[What to work on]
Extract all data as written.

[Data provided]
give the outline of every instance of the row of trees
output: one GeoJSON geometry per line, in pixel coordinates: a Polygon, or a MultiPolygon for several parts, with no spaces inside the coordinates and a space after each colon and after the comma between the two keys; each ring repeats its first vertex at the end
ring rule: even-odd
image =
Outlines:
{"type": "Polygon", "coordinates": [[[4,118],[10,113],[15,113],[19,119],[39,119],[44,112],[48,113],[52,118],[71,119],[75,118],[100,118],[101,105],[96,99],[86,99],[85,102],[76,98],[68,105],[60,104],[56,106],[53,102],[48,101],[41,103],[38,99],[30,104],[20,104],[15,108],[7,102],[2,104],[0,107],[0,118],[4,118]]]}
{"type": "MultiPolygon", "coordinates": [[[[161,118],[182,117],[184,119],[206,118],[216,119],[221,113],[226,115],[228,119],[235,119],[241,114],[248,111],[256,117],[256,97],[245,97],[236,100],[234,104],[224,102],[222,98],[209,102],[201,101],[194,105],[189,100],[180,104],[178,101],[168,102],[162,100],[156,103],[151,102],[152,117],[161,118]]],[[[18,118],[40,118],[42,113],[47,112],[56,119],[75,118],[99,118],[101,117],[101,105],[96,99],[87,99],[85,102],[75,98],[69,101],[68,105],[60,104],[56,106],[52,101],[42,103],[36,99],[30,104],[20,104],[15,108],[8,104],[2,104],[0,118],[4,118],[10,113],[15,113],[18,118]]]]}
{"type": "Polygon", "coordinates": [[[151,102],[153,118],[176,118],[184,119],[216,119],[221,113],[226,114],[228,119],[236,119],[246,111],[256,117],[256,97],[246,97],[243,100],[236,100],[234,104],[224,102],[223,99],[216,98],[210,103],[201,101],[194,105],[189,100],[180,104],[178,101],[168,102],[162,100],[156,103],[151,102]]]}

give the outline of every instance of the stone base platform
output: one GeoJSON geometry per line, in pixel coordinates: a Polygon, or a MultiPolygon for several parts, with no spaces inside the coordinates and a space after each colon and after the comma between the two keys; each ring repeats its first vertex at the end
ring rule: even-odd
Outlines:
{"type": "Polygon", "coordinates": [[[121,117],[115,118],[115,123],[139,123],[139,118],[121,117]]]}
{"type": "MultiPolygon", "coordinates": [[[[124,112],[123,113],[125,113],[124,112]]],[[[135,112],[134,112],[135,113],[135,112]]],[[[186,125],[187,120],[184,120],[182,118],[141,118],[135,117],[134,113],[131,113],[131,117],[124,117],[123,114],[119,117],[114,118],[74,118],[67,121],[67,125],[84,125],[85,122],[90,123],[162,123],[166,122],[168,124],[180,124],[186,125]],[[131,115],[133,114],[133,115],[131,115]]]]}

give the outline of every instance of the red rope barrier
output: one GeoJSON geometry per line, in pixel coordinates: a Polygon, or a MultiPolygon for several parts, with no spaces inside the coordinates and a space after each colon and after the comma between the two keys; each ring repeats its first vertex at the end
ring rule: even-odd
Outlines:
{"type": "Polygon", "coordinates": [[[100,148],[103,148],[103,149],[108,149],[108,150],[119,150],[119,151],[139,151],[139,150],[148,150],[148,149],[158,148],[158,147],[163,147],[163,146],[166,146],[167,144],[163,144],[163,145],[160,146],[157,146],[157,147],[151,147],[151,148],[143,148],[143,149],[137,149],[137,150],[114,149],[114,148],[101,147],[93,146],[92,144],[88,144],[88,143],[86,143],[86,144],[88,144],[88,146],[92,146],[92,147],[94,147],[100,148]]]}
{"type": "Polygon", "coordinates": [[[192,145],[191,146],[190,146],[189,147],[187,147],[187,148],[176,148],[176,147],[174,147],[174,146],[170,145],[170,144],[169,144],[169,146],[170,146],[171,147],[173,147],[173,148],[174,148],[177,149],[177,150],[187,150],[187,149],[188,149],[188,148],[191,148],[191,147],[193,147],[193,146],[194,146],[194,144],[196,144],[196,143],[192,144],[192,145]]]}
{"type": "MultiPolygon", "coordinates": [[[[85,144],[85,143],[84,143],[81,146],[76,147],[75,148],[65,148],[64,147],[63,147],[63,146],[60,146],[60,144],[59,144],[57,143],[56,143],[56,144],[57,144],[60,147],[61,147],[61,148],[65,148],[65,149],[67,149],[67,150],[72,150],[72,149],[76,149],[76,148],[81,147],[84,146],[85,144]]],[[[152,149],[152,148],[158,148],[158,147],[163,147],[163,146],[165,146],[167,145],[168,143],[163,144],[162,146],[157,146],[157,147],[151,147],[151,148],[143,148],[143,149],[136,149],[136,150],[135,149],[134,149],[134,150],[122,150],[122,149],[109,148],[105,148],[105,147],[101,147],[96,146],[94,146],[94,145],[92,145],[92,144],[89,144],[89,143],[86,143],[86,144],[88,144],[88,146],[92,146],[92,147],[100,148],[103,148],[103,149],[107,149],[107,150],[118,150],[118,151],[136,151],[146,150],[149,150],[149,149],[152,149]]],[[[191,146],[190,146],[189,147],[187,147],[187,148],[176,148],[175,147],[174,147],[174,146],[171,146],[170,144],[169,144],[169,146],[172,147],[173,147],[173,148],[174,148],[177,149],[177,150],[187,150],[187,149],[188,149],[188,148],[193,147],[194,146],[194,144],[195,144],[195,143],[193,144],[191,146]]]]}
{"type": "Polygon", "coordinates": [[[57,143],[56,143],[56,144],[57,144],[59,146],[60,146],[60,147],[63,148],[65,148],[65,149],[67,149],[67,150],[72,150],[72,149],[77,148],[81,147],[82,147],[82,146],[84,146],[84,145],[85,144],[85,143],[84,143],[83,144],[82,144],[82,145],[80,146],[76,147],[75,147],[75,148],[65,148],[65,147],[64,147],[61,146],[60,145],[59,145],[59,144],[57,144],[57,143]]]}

[Solution for this task]
give the outline of every instance of the row of trees
output: one GeoJSON geometry per line, in pixel coordinates: a Polygon, or a MultiPolygon for several parts, with no spaces inside the coordinates and a space after each colon and after the comma between the two keys; each ring repeats its first vertex at the end
ring rule: even-odd
image =
Outlines:
{"type": "Polygon", "coordinates": [[[4,118],[10,113],[15,113],[19,119],[39,119],[44,112],[48,113],[52,118],[71,119],[75,118],[100,118],[101,105],[96,99],[86,99],[85,102],[76,98],[68,105],[60,104],[56,106],[53,102],[48,101],[41,103],[38,99],[30,104],[20,104],[15,108],[7,102],[2,104],[0,107],[0,118],[4,118]]]}
{"type": "MultiPolygon", "coordinates": [[[[161,118],[182,117],[184,119],[206,118],[216,119],[221,113],[226,115],[228,119],[235,119],[241,114],[248,111],[256,117],[256,97],[245,97],[236,100],[234,104],[224,102],[222,98],[209,102],[201,101],[194,105],[189,100],[180,104],[178,101],[168,102],[162,100],[156,103],[151,102],[152,117],[161,118]]],[[[18,118],[40,118],[42,113],[47,112],[56,119],[75,118],[99,118],[101,117],[101,105],[96,99],[87,99],[85,102],[75,98],[69,101],[68,105],[60,104],[56,106],[52,101],[42,103],[36,99],[30,104],[20,104],[15,108],[8,104],[2,104],[0,118],[4,118],[10,113],[15,113],[18,118]]]]}
{"type": "Polygon", "coordinates": [[[151,102],[153,118],[176,118],[184,119],[216,119],[221,113],[226,114],[228,119],[236,119],[246,111],[256,117],[256,97],[246,97],[243,100],[236,100],[234,104],[224,102],[223,99],[216,98],[210,103],[201,101],[194,105],[189,100],[180,104],[178,101],[168,102],[162,100],[156,103],[151,102]]]}

give the outline of every instance of the stone base platform
output: one GeoJSON geometry per line, in pixel coordinates: a Polygon, or a MultiPolygon for several parts, with no spaces inside the coordinates and a space after each colon and after the comma between the two keys; each ring repeats its first vertex at the end
ring rule: even-odd
Outlines:
{"type": "Polygon", "coordinates": [[[121,117],[115,118],[115,123],[139,123],[139,118],[121,117]]]}
{"type": "MultiPolygon", "coordinates": [[[[124,112],[123,113],[125,113],[124,112]]],[[[135,112],[134,112],[135,113],[135,112]]],[[[186,125],[187,120],[184,120],[182,118],[141,118],[135,117],[134,113],[131,113],[131,117],[124,117],[123,114],[119,117],[114,118],[74,118],[67,121],[67,125],[84,125],[85,122],[90,123],[162,123],[166,122],[168,124],[180,124],[186,125]],[[131,115],[133,114],[133,115],[131,115]]]]}

give the outline of every instance of the red rope barrier
output: one GeoJSON geometry per line, in pixel coordinates: a Polygon, or a MultiPolygon for several parts, with no spaces inside the coordinates and a space after each colon and after the comma between the two keys; each ring repeats its first vertex at the end
ring rule: even-odd
Outlines:
{"type": "Polygon", "coordinates": [[[100,148],[103,148],[103,149],[108,149],[108,150],[119,150],[119,151],[139,151],[139,150],[148,150],[148,149],[158,148],[158,147],[163,147],[163,146],[166,146],[167,144],[163,144],[163,145],[160,146],[157,146],[157,147],[151,147],[151,148],[143,148],[143,149],[137,149],[137,150],[114,149],[114,148],[101,147],[93,146],[92,144],[88,144],[88,143],[86,143],[86,144],[88,144],[88,146],[92,146],[92,147],[94,147],[100,148]]]}
{"type": "Polygon", "coordinates": [[[192,145],[191,146],[190,146],[189,147],[187,147],[187,148],[176,148],[176,147],[174,147],[174,146],[170,145],[170,144],[169,144],[169,146],[170,146],[171,147],[173,147],[173,148],[174,148],[177,149],[177,150],[187,150],[187,149],[188,149],[188,148],[191,148],[191,147],[193,147],[193,146],[194,146],[194,144],[196,144],[196,143],[192,144],[192,145]]]}
{"type": "MultiPolygon", "coordinates": [[[[85,144],[85,143],[84,143],[81,146],[76,147],[75,148],[65,148],[64,147],[63,147],[63,146],[60,146],[60,144],[59,144],[57,143],[56,143],[56,144],[57,144],[60,147],[61,147],[61,148],[65,148],[65,149],[67,149],[67,150],[72,150],[72,149],[76,149],[76,148],[81,147],[84,146],[85,144]]],[[[152,149],[152,148],[158,148],[158,147],[163,147],[163,146],[165,146],[167,145],[168,143],[163,144],[162,146],[157,146],[157,147],[151,147],[151,148],[143,148],[143,149],[136,149],[136,150],[135,149],[134,149],[134,150],[122,150],[122,149],[109,148],[105,148],[105,147],[101,147],[96,146],[94,146],[94,145],[92,145],[92,144],[89,144],[89,143],[86,143],[86,144],[88,144],[88,146],[92,146],[92,147],[100,148],[103,148],[103,149],[107,149],[107,150],[118,150],[118,151],[136,151],[146,150],[149,150],[149,149],[152,149]]],[[[191,146],[190,146],[189,147],[187,147],[187,148],[176,148],[175,147],[174,147],[174,146],[171,146],[170,144],[169,144],[169,146],[172,147],[173,147],[173,148],[174,148],[177,149],[177,150],[187,150],[187,149],[188,149],[188,148],[193,147],[194,146],[194,144],[195,144],[195,143],[193,144],[191,146]]]]}
{"type": "Polygon", "coordinates": [[[57,143],[56,143],[56,144],[57,144],[59,146],[60,146],[60,147],[63,148],[65,148],[65,149],[67,149],[67,150],[72,150],[72,149],[77,148],[81,147],[82,147],[82,146],[84,146],[84,145],[85,144],[85,143],[84,143],[83,144],[82,144],[82,145],[80,146],[76,147],[75,147],[75,148],[65,148],[65,147],[64,147],[61,146],[60,145],[59,145],[59,144],[57,144],[57,143]]]}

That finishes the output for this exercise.